What the exercise asks:
In the material below, find the line that contains "sleeve using the picture above." and the line that contains "partial player's leg using the picture above.", then write out exactly those two lines and everything between them.

★ ★ ★ ★

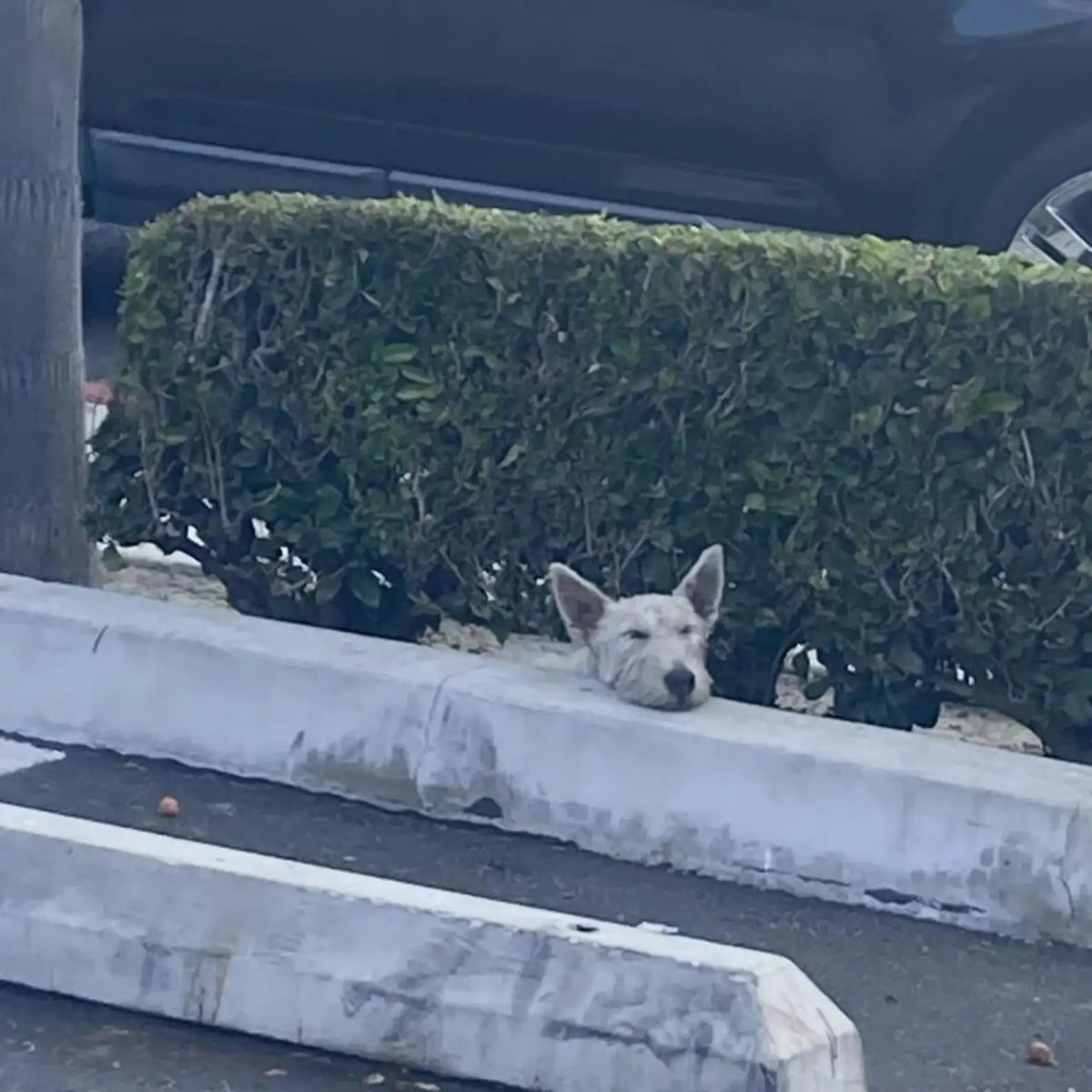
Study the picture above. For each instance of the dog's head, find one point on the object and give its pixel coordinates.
(649, 649)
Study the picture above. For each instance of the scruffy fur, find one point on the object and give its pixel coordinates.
(649, 649)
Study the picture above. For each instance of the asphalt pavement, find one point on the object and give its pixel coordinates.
(939, 1009)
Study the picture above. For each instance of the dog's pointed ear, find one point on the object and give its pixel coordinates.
(703, 585)
(580, 603)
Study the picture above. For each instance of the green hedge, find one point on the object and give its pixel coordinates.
(894, 442)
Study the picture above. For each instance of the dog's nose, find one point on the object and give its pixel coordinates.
(680, 682)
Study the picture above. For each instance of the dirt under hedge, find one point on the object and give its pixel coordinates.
(427, 404)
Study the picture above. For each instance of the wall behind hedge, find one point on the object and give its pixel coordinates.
(891, 440)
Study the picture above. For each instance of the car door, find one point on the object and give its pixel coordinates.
(217, 96)
(734, 108)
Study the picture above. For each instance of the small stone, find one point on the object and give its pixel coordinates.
(1040, 1053)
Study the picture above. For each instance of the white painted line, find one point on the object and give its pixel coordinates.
(15, 756)
(413, 976)
(847, 813)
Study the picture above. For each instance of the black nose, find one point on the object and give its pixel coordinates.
(680, 682)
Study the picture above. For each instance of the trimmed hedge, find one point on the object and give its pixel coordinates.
(893, 441)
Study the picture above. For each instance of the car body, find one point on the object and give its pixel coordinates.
(940, 120)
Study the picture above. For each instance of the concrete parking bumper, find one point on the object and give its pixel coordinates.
(898, 822)
(398, 973)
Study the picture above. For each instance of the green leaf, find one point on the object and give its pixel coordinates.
(328, 588)
(999, 402)
(398, 353)
(513, 453)
(902, 656)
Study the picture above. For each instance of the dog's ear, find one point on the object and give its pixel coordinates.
(703, 585)
(580, 603)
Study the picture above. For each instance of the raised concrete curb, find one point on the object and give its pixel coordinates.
(847, 813)
(398, 973)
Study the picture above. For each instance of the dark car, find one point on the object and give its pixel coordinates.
(940, 120)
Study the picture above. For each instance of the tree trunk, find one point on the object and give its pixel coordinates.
(43, 461)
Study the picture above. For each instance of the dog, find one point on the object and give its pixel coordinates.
(649, 649)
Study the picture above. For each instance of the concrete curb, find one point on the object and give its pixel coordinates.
(898, 822)
(456, 984)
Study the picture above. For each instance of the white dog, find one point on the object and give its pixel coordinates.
(649, 649)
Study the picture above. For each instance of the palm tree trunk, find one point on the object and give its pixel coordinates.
(43, 461)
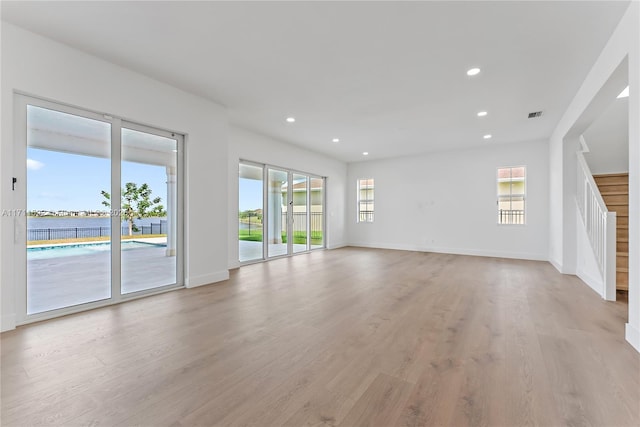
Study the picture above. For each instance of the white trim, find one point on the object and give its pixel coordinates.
(207, 279)
(455, 251)
(8, 322)
(338, 246)
(632, 335)
(556, 264)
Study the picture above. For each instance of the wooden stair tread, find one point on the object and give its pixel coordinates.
(617, 204)
(608, 175)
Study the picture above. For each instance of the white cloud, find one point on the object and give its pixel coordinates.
(34, 165)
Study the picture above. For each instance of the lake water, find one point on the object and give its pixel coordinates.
(80, 222)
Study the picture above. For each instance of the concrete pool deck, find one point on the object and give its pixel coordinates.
(65, 281)
(54, 283)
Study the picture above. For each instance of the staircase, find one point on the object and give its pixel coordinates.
(614, 189)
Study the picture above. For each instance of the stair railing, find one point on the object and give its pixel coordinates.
(600, 225)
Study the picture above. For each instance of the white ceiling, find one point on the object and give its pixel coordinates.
(384, 77)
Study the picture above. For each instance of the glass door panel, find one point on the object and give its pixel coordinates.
(250, 201)
(317, 213)
(68, 227)
(277, 222)
(149, 215)
(300, 215)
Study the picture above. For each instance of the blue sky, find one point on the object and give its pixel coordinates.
(62, 181)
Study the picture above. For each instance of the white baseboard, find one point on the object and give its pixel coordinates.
(207, 279)
(456, 251)
(8, 322)
(556, 264)
(595, 283)
(338, 246)
(633, 336)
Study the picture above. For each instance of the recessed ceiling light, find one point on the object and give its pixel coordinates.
(624, 93)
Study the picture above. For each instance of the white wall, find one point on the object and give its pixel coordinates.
(38, 66)
(608, 140)
(446, 202)
(246, 145)
(624, 43)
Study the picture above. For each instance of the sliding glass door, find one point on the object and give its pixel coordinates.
(250, 213)
(277, 210)
(287, 208)
(300, 213)
(149, 213)
(68, 242)
(102, 218)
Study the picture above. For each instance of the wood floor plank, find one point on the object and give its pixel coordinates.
(345, 337)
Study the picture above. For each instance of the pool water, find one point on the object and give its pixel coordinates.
(46, 252)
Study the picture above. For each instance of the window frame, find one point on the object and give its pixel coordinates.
(512, 195)
(366, 216)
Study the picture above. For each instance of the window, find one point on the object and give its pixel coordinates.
(365, 200)
(511, 195)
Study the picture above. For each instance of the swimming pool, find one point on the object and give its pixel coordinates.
(46, 252)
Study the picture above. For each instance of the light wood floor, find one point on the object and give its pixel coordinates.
(350, 337)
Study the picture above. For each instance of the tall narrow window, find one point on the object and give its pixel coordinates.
(365, 200)
(511, 195)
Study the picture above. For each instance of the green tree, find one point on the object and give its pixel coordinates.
(136, 203)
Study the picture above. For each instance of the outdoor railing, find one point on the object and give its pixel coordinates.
(85, 232)
(510, 216)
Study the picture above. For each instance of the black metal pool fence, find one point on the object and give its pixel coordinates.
(84, 232)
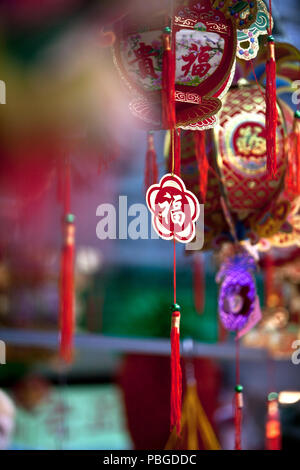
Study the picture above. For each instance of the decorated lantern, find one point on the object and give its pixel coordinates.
(204, 38)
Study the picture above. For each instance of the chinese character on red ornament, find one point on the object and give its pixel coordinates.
(198, 58)
(143, 58)
(174, 209)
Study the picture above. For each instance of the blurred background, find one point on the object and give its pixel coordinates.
(63, 96)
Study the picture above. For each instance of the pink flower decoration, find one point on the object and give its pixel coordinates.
(174, 209)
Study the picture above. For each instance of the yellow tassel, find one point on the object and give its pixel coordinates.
(194, 421)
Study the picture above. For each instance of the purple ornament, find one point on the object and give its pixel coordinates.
(237, 292)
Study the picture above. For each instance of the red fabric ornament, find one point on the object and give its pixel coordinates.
(176, 374)
(202, 162)
(168, 82)
(271, 104)
(273, 428)
(174, 209)
(199, 283)
(151, 169)
(66, 313)
(293, 169)
(174, 214)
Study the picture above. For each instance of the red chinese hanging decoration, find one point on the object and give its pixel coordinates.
(273, 427)
(271, 103)
(175, 211)
(151, 168)
(66, 308)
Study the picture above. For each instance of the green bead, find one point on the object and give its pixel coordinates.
(70, 218)
(272, 396)
(175, 308)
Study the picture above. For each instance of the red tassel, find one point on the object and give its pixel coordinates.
(66, 313)
(293, 170)
(238, 414)
(151, 169)
(200, 151)
(271, 103)
(238, 417)
(177, 152)
(168, 82)
(176, 374)
(199, 283)
(273, 428)
(269, 279)
(67, 293)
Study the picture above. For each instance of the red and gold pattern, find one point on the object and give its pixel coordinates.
(241, 149)
(205, 44)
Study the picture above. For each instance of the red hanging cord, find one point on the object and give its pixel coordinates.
(176, 374)
(199, 283)
(202, 162)
(168, 82)
(151, 168)
(271, 104)
(66, 313)
(238, 400)
(293, 148)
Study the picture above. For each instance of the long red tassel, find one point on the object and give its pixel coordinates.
(269, 279)
(151, 168)
(168, 82)
(200, 151)
(273, 427)
(199, 283)
(238, 402)
(271, 104)
(177, 152)
(293, 170)
(176, 374)
(67, 277)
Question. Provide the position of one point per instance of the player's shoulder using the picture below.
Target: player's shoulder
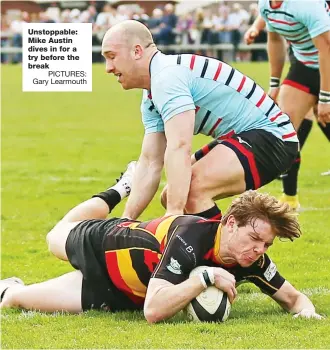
(196, 224)
(168, 66)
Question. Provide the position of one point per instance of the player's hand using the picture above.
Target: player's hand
(273, 93)
(176, 212)
(250, 35)
(226, 282)
(307, 313)
(323, 113)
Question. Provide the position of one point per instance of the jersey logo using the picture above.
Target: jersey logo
(242, 141)
(270, 272)
(174, 267)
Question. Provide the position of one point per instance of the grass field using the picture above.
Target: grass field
(60, 148)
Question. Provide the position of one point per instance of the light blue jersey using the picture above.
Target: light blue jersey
(298, 22)
(226, 101)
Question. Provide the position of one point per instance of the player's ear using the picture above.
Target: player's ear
(231, 223)
(138, 52)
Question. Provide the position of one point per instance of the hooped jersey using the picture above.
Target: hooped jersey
(225, 101)
(169, 248)
(298, 22)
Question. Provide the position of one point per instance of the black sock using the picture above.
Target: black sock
(290, 181)
(110, 196)
(3, 294)
(213, 213)
(326, 130)
(303, 131)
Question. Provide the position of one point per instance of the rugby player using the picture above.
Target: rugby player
(184, 95)
(123, 264)
(306, 27)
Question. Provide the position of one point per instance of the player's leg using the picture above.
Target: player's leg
(290, 179)
(298, 95)
(97, 207)
(58, 294)
(246, 161)
(218, 174)
(212, 212)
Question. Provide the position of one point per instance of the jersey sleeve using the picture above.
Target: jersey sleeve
(262, 6)
(314, 16)
(264, 275)
(171, 91)
(151, 119)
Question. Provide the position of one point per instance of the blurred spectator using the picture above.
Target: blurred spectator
(16, 27)
(257, 55)
(122, 13)
(75, 16)
(44, 18)
(184, 29)
(5, 37)
(198, 26)
(65, 16)
(167, 26)
(154, 23)
(141, 16)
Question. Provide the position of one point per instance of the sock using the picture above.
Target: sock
(110, 196)
(3, 294)
(325, 130)
(290, 181)
(303, 131)
(214, 213)
(122, 188)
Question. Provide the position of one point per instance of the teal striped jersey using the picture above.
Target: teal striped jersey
(298, 22)
(225, 101)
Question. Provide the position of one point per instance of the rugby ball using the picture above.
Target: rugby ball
(212, 305)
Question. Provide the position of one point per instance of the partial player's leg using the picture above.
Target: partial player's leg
(218, 174)
(246, 161)
(290, 179)
(59, 294)
(298, 96)
(97, 207)
(295, 103)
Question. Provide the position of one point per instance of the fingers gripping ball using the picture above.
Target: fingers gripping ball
(212, 305)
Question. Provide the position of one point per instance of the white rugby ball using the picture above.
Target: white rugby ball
(212, 305)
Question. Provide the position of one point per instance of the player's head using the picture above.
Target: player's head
(253, 221)
(127, 48)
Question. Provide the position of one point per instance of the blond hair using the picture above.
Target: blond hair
(252, 205)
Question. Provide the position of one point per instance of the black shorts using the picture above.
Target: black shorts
(302, 77)
(84, 248)
(263, 156)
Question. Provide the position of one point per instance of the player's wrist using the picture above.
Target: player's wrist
(324, 97)
(207, 277)
(274, 82)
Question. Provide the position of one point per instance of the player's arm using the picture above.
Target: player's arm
(179, 132)
(147, 175)
(257, 26)
(295, 302)
(164, 299)
(322, 43)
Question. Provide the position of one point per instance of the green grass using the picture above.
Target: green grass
(60, 148)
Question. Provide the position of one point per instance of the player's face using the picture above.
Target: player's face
(119, 61)
(249, 243)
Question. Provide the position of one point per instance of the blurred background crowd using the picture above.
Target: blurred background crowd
(206, 23)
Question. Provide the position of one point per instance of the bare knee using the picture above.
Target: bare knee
(163, 197)
(11, 297)
(56, 239)
(198, 194)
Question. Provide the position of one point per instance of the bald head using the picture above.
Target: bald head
(129, 33)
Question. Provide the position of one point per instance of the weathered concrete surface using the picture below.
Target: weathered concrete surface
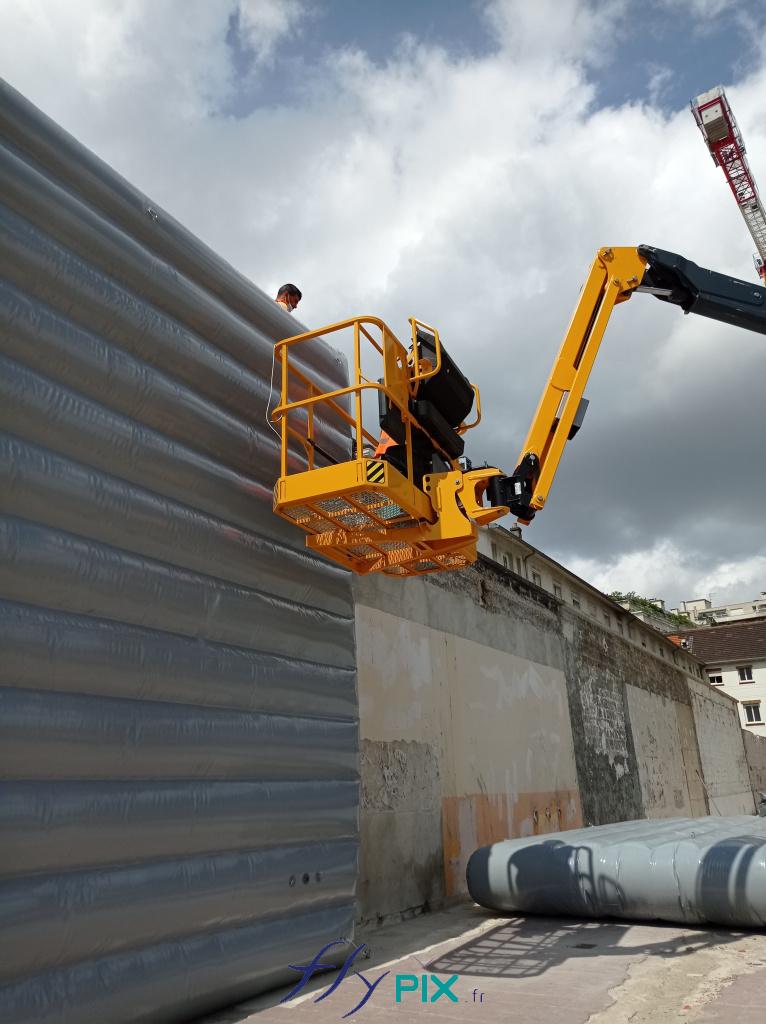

★ ★ ★ ★

Answer to this task:
Question. Provide the position of one point per instance of the jersey sleeve using the picture above.
Target: jersey sleeve
(262, 6)
(314, 16)
(264, 275)
(171, 91)
(151, 119)
Question. Provide the position of one point per instance of the blurred spectator using the picture above.
Target: blurred spectator
(16, 27)
(257, 55)
(122, 13)
(75, 16)
(44, 18)
(184, 29)
(5, 37)
(198, 26)
(65, 16)
(167, 26)
(154, 23)
(141, 16)
Question. Provide the position of one point per instance of the sock using the picture above.
Target: sock
(110, 196)
(3, 294)
(325, 130)
(290, 181)
(303, 131)
(214, 213)
(122, 188)
Question. Provide the position of one point per instance of the teal striped jersey using the picture above.
Target: teal striped jersey
(298, 22)
(225, 101)
Question. Provide the position of one point per instance of the rugby ball using the picture above.
Target: rugby ball
(212, 305)
Question. Provide the position of one point per instance of the partial player's leg using the picture above.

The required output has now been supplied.